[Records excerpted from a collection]

○ ○ ○ ○

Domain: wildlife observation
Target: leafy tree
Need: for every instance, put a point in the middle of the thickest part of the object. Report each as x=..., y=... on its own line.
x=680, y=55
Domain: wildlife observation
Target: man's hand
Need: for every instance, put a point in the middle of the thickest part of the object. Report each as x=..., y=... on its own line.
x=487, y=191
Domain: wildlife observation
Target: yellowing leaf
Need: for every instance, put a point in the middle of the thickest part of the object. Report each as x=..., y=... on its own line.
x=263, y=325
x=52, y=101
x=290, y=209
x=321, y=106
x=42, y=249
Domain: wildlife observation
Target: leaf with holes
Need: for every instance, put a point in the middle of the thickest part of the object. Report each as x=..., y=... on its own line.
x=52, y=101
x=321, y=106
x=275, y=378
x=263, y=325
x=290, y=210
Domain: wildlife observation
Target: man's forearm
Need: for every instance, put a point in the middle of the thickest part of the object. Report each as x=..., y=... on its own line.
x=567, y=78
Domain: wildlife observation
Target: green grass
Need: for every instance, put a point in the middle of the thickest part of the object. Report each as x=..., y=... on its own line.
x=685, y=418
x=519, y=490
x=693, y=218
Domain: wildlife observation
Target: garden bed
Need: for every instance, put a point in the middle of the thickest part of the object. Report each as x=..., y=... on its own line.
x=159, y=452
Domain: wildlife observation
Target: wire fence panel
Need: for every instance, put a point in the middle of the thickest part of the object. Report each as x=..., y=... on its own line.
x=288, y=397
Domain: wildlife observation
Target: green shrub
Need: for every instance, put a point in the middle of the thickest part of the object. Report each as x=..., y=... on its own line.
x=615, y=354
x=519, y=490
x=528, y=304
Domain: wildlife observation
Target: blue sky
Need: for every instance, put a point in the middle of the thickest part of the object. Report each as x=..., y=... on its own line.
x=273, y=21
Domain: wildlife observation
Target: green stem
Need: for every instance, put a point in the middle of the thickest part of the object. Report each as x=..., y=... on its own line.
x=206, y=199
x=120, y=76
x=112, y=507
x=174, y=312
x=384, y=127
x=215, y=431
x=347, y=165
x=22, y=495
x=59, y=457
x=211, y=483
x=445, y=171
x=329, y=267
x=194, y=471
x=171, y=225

○ ○ ○ ○

Nothing but the lines from the one with "Target: green stem" to the last line of the data should appear in the answer, each exactly as it stands.

*Result:*
Target: green stem
Need: for every instance, put a point in the middle of the thickest part of the object. Report each as x=..., y=... on its own line.
x=206, y=199
x=120, y=76
x=112, y=507
x=174, y=312
x=384, y=127
x=215, y=431
x=347, y=165
x=22, y=495
x=59, y=457
x=211, y=483
x=445, y=171
x=329, y=267
x=194, y=471
x=171, y=225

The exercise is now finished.